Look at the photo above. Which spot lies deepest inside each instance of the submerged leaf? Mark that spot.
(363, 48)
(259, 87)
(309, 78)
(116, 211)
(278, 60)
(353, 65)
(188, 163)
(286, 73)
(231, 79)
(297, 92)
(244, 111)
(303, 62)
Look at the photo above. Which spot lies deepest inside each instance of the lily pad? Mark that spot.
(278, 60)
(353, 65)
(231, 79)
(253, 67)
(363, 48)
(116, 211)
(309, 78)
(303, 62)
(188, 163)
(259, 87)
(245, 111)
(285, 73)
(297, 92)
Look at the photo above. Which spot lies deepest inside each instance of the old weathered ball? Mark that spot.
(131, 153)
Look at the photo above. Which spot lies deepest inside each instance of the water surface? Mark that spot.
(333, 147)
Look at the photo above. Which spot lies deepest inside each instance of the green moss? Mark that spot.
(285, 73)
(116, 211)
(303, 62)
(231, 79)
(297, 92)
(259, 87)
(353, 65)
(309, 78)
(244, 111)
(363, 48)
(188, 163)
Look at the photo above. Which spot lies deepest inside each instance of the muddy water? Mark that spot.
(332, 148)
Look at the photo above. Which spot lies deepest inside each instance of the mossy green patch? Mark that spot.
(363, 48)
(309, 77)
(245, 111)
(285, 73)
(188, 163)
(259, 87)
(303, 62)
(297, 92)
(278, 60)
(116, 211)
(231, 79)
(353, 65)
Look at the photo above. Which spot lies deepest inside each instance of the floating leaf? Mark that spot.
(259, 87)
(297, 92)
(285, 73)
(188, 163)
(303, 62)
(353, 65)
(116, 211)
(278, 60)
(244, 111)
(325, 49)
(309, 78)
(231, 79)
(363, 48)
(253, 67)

===============

■ **PROBLEM DETAILS**:
Reproduce all of the entries above verbatim, keeping every line unchanged and in its original order.

■ **PROBLEM SOLUTION**:
Look at the photo above. Which spot lies deepest inside each instance of the submerged leaf? Mark that spot.
(363, 48)
(259, 87)
(309, 78)
(116, 211)
(278, 60)
(353, 65)
(188, 163)
(286, 73)
(231, 79)
(297, 92)
(244, 111)
(303, 62)
Look at the photo above. Which spot lies deepest inside each instance of the lily pad? Mark that spot.
(278, 60)
(353, 65)
(231, 79)
(253, 67)
(363, 48)
(116, 211)
(309, 78)
(303, 62)
(188, 163)
(259, 87)
(245, 111)
(285, 73)
(297, 92)
Look at the photo above. Which spot lies deepest inside each instance of the old weathered ball? Mark that spot.
(131, 153)
Look at the photo above. Which spot lies deepest inside each instance of the water surface? Mark that spot.
(333, 147)
Look at the photo above. Which spot lies deepest inside each instance of the green moss? Mark that spot.
(285, 73)
(116, 211)
(303, 62)
(231, 79)
(297, 92)
(259, 87)
(353, 65)
(309, 78)
(244, 111)
(363, 48)
(188, 163)
Look at the photo above. Which spot lies deepest inside each instance of the muddy water? Mark that spot.
(332, 148)
Look at the photo above. Which spot lies deepest inside each instance of the mossy green patch? Mark that spot.
(363, 48)
(309, 77)
(245, 111)
(285, 73)
(188, 163)
(259, 87)
(303, 62)
(297, 92)
(278, 60)
(116, 211)
(231, 79)
(353, 65)
Look at the photo above. Which spot lies deepest inside each instance of the floating leaf? Mark that spot.
(259, 87)
(297, 92)
(285, 73)
(188, 163)
(303, 62)
(353, 65)
(116, 211)
(278, 60)
(244, 111)
(325, 49)
(309, 78)
(231, 79)
(363, 48)
(253, 67)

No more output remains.